WHAT YOU NEED TO DO: List each line in the items below that contains the word "eagle". Case counts.

──────────────────────────────

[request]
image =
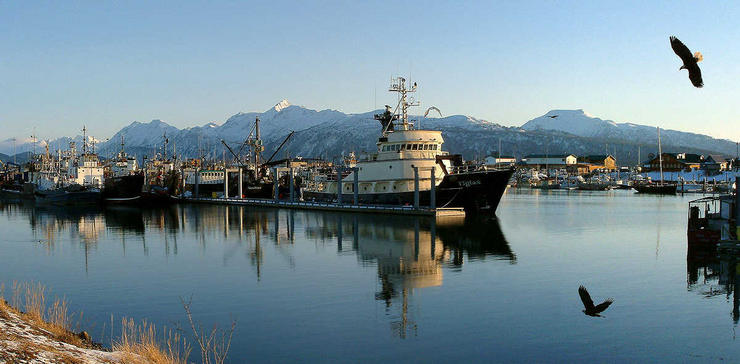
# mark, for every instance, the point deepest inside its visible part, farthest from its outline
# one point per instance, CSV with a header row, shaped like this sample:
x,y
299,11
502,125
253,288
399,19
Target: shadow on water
x,y
712,273
409,253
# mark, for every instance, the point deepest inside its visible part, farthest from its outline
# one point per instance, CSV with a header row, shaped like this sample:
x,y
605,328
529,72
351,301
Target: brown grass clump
x,y
215,344
54,322
141,345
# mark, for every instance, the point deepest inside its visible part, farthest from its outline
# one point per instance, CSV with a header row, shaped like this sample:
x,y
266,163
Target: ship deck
x,y
325,206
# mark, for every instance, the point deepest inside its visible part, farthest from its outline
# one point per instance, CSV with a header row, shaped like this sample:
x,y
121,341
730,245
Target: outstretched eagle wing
x,y
682,51
689,61
695,75
588,303
603,305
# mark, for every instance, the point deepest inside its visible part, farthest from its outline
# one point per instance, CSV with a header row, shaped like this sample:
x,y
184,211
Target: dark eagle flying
x,y
689,61
588,303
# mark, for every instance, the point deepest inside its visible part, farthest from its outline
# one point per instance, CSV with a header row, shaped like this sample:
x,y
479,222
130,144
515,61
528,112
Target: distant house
x,y
674,162
554,160
594,162
504,160
690,160
715,163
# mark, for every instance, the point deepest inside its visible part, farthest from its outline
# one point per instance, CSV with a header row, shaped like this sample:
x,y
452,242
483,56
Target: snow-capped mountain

──────────────────────────────

FINISHED ANSWER:
Target: outstretched eagle wing
Target: dark eagle flying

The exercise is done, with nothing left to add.